───── PROVIDED PASSAGE

When Ruby Johnson was first hired at FRIDA | The Young Feminist Fund in July 2013, she was the only full-time staff member. With the support of incubating partners AWID and FCAM, and FRIDA Advisors, she quickly recruited Devi Leiper O’Malley in November 2013 to join her in FRIDA’s first co-leadership structure. Since then, Devi and Ruby have been working in a virtual office, with Devi living in Cambodia; South Korea; and now Rabat, Morocco; and Ruby based in Oaxaca, Mexico; her home city of Sydney, Australia; and many places in between. In less than three years, they have built a team of seven young women throughout the world, working with fifty advisors and over ten part-time consultants, established FRIDA’s first board, granted to over eighty young feminist led groups around the world, and grown the organization’s budget from 250,000 to over 1,000,000 USD.
In this dialogue, they share their tips and reflections on how they make the virtual co-leadership structure work.
1. Claim your spirit animal: Understand your unique contributions, accept your limitations, and build a collective leadership style.
Ruby: Early on, Devi and I did a personality test. It was kind of funny as we realized our “types” were actually polar opposites, although we both bobbed in the middle, and much of our tendencies mirrored each other. We have found it is important to try and reflect on your own challenges and strengths and work out how to support the other person in theirs. It is helpful to work out where you are being a bit crazy or unreasonable and reflect on that practice and try to shift it a little, being aware of your effect on other people.
Coming into the leadership role for the first time, it has also been about being comfortable with what is our collective style of leadership. That it doesn’t have to be like everyone before us or everyone after us, and that it doesn’t always have to be about us stepping up, or being in the limelight, or being the face of FRIDA. Because in our case, it has been about being deliberate about opening space for our other staff members, advisors and grantees to take up space. Our leadership is about showing that is OK to be a bit shy, apologetic when you speak publicly—or, as I call Devi, the “quiet dragon,” as you can channel a power that sometimes you didn’t even know was there. It is also about sharing power and modeling collective leadership. The main thing for us has been about finding your flow, working out what you bring and holding that, strong in your heart.
Devi: If I’m the quiet dragon, then I’d call Ruby the “meticulous dolphin”—excited to explore new possibilities and to turn over every detail. I have distinct memories of when I have felt ready to give up or say “no” on a task, but Ruby picks me up and says, “Come on!” I am grateful for this because it has resulted in amazing things (like winning the biggest grant ever for FRIDA!) Meanwhile, I try to help us remain calm as we navigate the sometimes-choppy waters of dealing with different personalities in the people we have to work with.
One of the mantras I’ve picked up during this time has been, “Exhale your fears and breathe in your courage.” As I’ve walked this journey, I’ve learned to share my worries with Ruby, which, to be honest, was hard at first, because if there is anyone I want to prove myself to, its my co-leader! Through the ups and downs of our work together of overseeing one of the biggest participatory grantmaking funds, working late in the night to submit a concept note by morning, and trying to select awesome new team members from a stellar pool of candidates, I’ve been able to draw strength from Ruby’s passion, dedication, and openness.

──────────
───── PROVIDED MATERIAL

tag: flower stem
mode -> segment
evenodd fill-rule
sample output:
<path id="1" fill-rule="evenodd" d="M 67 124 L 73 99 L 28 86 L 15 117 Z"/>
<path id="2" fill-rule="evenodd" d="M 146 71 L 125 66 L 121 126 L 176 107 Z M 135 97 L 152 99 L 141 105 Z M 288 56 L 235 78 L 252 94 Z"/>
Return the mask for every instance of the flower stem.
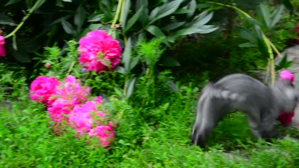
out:
<path id="1" fill-rule="evenodd" d="M 69 68 L 68 68 L 68 70 L 67 70 L 67 72 L 66 72 L 66 76 L 68 76 L 71 73 L 71 71 L 72 71 L 72 70 L 73 70 L 73 68 L 74 67 L 74 66 L 75 66 L 75 64 L 76 63 L 76 62 L 77 62 L 77 61 L 73 61 L 72 62 L 72 64 L 71 64 L 71 66 L 69 66 Z"/>
<path id="2" fill-rule="evenodd" d="M 112 24 L 111 25 L 111 27 L 110 27 L 110 30 L 109 30 L 109 35 L 111 35 L 112 33 L 112 31 L 114 29 L 114 27 L 115 26 L 115 24 L 116 24 L 116 22 L 119 19 L 119 16 L 120 15 L 120 10 L 121 9 L 121 5 L 122 4 L 122 2 L 123 0 L 120 0 L 119 1 L 119 3 L 118 4 L 118 7 L 116 9 L 116 12 L 115 13 L 115 16 L 114 16 L 114 19 L 113 19 L 113 22 L 112 22 Z"/>
<path id="3" fill-rule="evenodd" d="M 13 35 L 14 34 L 15 34 L 16 33 L 16 32 L 20 29 L 20 28 L 21 28 L 21 27 L 22 27 L 23 25 L 24 25 L 25 21 L 27 20 L 27 19 L 28 19 L 28 18 L 30 16 L 30 15 L 31 15 L 31 14 L 33 12 L 33 11 L 36 8 L 36 6 L 37 6 L 40 3 L 40 2 L 42 1 L 42 0 L 37 0 L 37 1 L 36 1 L 35 3 L 34 3 L 34 5 L 32 7 L 32 8 L 31 8 L 31 9 L 30 9 L 29 12 L 28 12 L 28 13 L 26 15 L 26 16 L 25 16 L 25 17 L 24 17 L 24 18 L 23 19 L 23 20 L 20 23 L 20 24 L 19 24 L 19 25 L 18 25 L 18 26 L 16 28 L 15 28 L 14 30 L 13 30 L 13 31 L 12 31 L 10 33 L 7 34 L 4 38 L 7 38 L 10 37 L 10 36 Z"/>

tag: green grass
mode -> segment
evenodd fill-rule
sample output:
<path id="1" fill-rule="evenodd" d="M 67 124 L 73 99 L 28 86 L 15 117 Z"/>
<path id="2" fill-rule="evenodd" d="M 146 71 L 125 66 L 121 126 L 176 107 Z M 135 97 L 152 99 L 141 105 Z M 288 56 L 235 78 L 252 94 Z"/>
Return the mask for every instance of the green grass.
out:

──────────

:: LIST OF TASKS ::
(A) According to the FRIDA co-leadership text, in what month and year was Devi Leiper O'Malley recruited?
(B) Reproduce word for word the part of the FRIDA co-leadership text that begins at the words "One of the mantras" and stops after "dedication, and openness.".
(C) List every place the FRIDA co-leadership text names as somewhere Devi or Ruby has lived or been based.

:: TASK-BY-TASK ANSWERS ::
(A) November 2013

(B)
One of the mantras I’ve picked up during this time has been, “Exhale your fears and breathe in your courage.” As I’ve walked this journey, I’ve learned to share my worries with Ruby, which, to be honest, was hard at first, because if there is anyone I want to prove myself to, its my co-leader! Through the ups and downs of our work together of overseeing one of the biggest participatory grantmaking funds, working late in the night to submit a concept note by morning, and trying to select awesome new team members from a stellar pool of candidates, I’ve been able to draw strength from Ruby’s passion, dedication, and openness.

(C) Cambodia; South Korea; Rabat, Morocco; Oaxaca, Mexico; Sydney, Australia